**Your objective**
Copy the records below exactly, leaving out any pictures.

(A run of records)
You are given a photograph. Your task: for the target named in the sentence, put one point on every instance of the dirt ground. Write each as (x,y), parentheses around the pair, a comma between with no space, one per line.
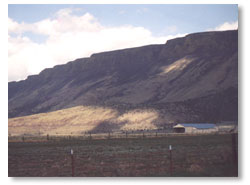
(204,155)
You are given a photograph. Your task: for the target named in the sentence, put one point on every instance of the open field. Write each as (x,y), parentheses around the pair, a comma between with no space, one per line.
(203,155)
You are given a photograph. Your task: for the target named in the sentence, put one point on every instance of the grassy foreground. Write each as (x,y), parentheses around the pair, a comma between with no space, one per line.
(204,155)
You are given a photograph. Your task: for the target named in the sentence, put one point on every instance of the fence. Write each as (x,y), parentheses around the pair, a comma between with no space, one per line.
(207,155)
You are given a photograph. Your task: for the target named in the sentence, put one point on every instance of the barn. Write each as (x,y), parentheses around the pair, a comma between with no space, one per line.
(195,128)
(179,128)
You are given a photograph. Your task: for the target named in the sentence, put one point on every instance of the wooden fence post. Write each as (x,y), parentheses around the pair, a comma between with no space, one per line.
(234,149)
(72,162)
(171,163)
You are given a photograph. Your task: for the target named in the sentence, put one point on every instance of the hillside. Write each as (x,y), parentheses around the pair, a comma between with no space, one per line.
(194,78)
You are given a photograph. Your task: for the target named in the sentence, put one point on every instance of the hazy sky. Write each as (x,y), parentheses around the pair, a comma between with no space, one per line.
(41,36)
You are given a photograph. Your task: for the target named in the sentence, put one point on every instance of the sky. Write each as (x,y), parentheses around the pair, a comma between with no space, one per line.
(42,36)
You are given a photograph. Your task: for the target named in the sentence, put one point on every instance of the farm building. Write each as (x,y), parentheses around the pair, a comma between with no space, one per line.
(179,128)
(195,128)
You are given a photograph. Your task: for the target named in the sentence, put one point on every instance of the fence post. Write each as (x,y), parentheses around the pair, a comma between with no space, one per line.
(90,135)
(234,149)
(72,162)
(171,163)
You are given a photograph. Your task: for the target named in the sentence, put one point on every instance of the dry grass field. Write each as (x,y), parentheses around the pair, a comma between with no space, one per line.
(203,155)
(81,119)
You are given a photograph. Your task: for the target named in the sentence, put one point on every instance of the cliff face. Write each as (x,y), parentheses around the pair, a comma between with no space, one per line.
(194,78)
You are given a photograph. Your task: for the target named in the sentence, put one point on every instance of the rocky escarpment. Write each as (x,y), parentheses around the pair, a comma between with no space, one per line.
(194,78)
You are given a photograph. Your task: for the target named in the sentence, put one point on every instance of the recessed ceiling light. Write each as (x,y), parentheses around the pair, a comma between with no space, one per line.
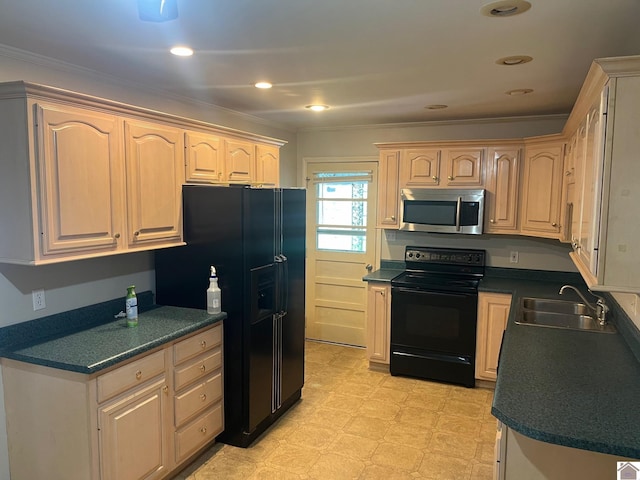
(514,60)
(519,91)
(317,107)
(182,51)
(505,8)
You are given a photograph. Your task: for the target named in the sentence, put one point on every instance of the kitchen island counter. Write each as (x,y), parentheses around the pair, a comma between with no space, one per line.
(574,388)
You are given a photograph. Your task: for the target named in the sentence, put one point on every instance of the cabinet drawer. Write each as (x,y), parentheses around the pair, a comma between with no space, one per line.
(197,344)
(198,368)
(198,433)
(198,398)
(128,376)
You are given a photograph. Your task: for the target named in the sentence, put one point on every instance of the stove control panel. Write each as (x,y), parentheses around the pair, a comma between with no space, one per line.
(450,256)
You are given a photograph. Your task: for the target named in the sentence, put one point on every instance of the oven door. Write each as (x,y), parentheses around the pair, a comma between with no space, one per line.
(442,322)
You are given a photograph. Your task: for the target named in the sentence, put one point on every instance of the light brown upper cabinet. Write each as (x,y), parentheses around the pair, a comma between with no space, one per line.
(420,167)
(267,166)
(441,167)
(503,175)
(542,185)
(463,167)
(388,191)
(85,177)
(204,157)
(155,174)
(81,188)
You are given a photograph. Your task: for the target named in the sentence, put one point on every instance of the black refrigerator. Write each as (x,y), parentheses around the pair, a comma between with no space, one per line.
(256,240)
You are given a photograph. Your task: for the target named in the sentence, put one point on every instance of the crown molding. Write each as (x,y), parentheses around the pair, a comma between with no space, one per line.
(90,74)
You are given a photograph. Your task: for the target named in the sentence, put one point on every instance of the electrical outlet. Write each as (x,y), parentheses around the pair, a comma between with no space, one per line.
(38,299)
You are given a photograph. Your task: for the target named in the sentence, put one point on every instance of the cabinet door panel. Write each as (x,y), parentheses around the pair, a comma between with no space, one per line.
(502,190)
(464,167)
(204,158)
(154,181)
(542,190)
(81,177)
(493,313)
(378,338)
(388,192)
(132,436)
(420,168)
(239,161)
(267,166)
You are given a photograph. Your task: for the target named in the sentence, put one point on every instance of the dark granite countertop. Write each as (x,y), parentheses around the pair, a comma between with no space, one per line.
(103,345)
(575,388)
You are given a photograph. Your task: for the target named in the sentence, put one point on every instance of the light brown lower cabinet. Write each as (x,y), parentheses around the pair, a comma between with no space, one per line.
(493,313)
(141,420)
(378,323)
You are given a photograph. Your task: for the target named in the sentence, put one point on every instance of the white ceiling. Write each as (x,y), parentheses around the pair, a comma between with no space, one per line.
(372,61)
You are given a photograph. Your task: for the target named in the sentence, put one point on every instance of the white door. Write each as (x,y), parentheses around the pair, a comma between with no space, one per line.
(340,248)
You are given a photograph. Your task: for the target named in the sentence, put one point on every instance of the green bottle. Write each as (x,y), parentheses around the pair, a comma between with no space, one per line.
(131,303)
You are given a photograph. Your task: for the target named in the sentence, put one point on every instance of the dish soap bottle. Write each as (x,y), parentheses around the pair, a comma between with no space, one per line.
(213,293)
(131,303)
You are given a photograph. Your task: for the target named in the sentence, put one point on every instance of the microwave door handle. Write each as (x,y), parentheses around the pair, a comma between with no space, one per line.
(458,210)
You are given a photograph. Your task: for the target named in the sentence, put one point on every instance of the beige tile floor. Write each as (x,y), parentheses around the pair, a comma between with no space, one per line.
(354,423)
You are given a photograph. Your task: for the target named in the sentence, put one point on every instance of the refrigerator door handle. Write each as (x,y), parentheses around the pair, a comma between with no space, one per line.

**Worked solution**
You are given a photograph. Your task: for the target named in the sentence, put one point on every instance of the dirt ground. Write each as (x,y), parentheses around the pair, a comma between with no space, one per line.
(204,155)
You are given a photograph. Your task: for the target named in the sentence, put one point on every instance of the open field. Write each as (x,y), parentheses around the pair, a comma between with no space, one per line.
(203,155)
You are given a photograph. Your task: for the target named in the sentence, put one point on every instance of the grassy foreground. Write each as (x,y), parentheses around the pair, a comma between with no space, one per line.
(204,155)
You are given a photograph. Your task: for the target named in the sentence, put one point on every instance of the fence. Write each as (x,y), parentheses around the pair, a comma between with no space, one per line.
(207,155)
You are given a photograph. Your task: for the target named in the sentence, put one point on every instance of the barn. Write each as (x,y), parentheses around the pair, a comma between with no space, one per line.
(195,128)
(179,128)
You are given a photograph. Your task: for the target named in the sentence, put one point on every instance of the wooden fence post. Write each as (x,y), parentheses around the pair, a comma between with no space, one per line.
(234,149)
(72,162)
(171,163)
You are given a photograph. Your task: for the target named in the sentence, put one point on every instance of the hillside. Write each as (x,y), parentheses around the pair, a comma between with no space, one per line.
(194,78)
You are given a photograph. Your task: for the target named in the sentence, put one point on every instance of the hazy sky. Write each as (x,y), parentheses around the pair, a comma between with no space, one per line.
(41,36)
You are given a photograph. Your task: for the target named in the sentence, put one point on every instance of the sky. Write each as (x,y), parentheses around the pair, a comma between with no space, one per line.
(42,36)
You are given a photograph. Your task: for the target named in the sentence, put one point on every instance of the farm building. Write each as (x,y), parentheses around the pair, a comma between with no space, one per line.
(179,128)
(195,128)
You are given a photograph. Your task: for the target named in the sentence, put one point on every instance of the fence post. Write each as (x,y), parentheses around the pair, a comma between with no space, one per line.
(90,135)
(234,149)
(72,162)
(171,163)
You are given a photograph. Your task: for the target named in the sentence, put one point on every instance of the dry grass field. Write each as (x,y), parentheses around the pair, a comma between with no space, one per line.
(203,155)
(81,119)
You are given a photograph. Your task: for the target named in the sentence, put one point on every instance of the cliff face. Write each as (x,y), parentheses around the pair, a comma between with no space, one per line.
(194,78)
You are given a photograph. Your task: for the target named in the sentence, put one point on every instance of the rocky escarpment. Write each as (x,y), parentheses around the pair, a comma between with no space, one per line.
(194,78)
You are given a photograph. Your task: for the target named in the sentence, put one point on every instance of the recessed ceiling light. Write each as (x,y), parentheses around the pair, a comma between with no space, one per line.
(514,60)
(519,91)
(317,107)
(182,51)
(505,8)
You are given a photograph. Your task: for the target named in the sentence, put one point on every instance of the kitchen island counter. Write each as (x,y), parentheses around the pair, a comma between with no space, one per line.
(574,388)
You are given a photograph. Your task: for the target named in the sentence, put one point on every instance of the cabinet drawer. Write each as (x,y), parentheses around the pair, a comma between with no space, one per line.
(197,344)
(198,368)
(198,433)
(198,398)
(128,376)
You are given a photograph. Your task: for the target named in the sentence, put one point on every instance of the stove control panel. Write each as (x,y), parentheses around the pair, a comma between with no space, one per line.
(450,256)
You are given a photograph. Your task: for the target named in the sentence, put one point on every instance of the oven door. Write each as (x,y), parentheses around the pair, a comma between with no space, one per line.
(442,322)
You are given a photograph. Your task: for the target named in the sentence, put one point on every instance of the light brown upper cabinet. Write each as (x,y), parentheses around the pair, a comma between with no space, one per line.
(420,167)
(267,166)
(441,167)
(503,175)
(542,185)
(463,167)
(388,191)
(85,177)
(204,157)
(155,174)
(81,188)
You are given a photograph. Your task: for the target named in the sentence, put one point on every instance of the black refrigerator. Write each as (x,y), parentheses around the pair, a comma between with no space, one per line.
(256,240)
You are given a photograph. Your task: for the target named in the sentence, put one point on every instance of the crown molding. Write each as (x,y), parentheses around the pair, a comma between with no space, one per line.
(90,74)
You are given a photograph. Your task: for the target named in the sentence, put one point on every instance of the electrical outlet. Write each as (x,y), parentheses around the pair, a comma between with no space, one per line.
(38,299)
You are given a photograph. Your task: for the target named in the sentence, put one point on every instance of the cabinet door panel. Write each as (x,y), parentheses around the pair, a comma between with no space, one per line.
(502,190)
(464,167)
(204,158)
(154,181)
(542,190)
(81,177)
(493,313)
(378,338)
(388,192)
(132,436)
(420,168)
(239,161)
(267,166)
You are given a photograph. Your task: for the target named in the sentence, put one point on every instance of the dark granite countertop. Write each as (x,y), parentheses around the pair, a comma between with no space, one per line.
(103,345)
(575,388)
You are given a photograph. Your task: for the target named in the sentence, put one point on every instance of the light brown lower cabinet. Write each as (x,y), parentheses around the pair, a comma between with no space, one per line.
(493,313)
(141,420)
(378,323)
You are given a photograph. Your task: for the target named in the sentence, put one point on every instance of the white ceiling. Write each as (x,y), parentheses around the pair, a comma between with no space, one per line.
(372,61)
You are given a photograph. Your task: for the target named in the sentence, put one point on every instance of the white door. Write each as (x,y), parentheses around the pair, a comma between with no space, one per line.
(340,248)
You are given a photograph. Your task: for the target named in the sentence, put one point on every instance of the green bottle. Write each as (x,y), parentheses around the pair, a comma between with no space, one per line.
(131,303)
You are given a photograph. Your task: for the target named in the sentence, put one point on every instance of the dish soap bottle. Write each as (x,y), parentheses around the pair, a comma between with no space, one per line.
(213,293)
(131,303)
You are given a photograph. Your task: for the target named in the sentence, put one point on every instance of the microwave door handle. Write each as (x,y), parentheses around the pair, a comma between with no space, one per line.
(458,210)
You are given a photograph. Your task: for the target named in the sentence, put one point on every instance of the beige tile floor. Write each as (x,y), parentheses around the pair, a comma between with no space, one per line.
(354,423)
You are given a photograph. Your task: for the target named in the sentence, put one point on every instance of the refrigerator door handle. Write each as (x,y), parentheses around the pair, a comma between with no space, one per line.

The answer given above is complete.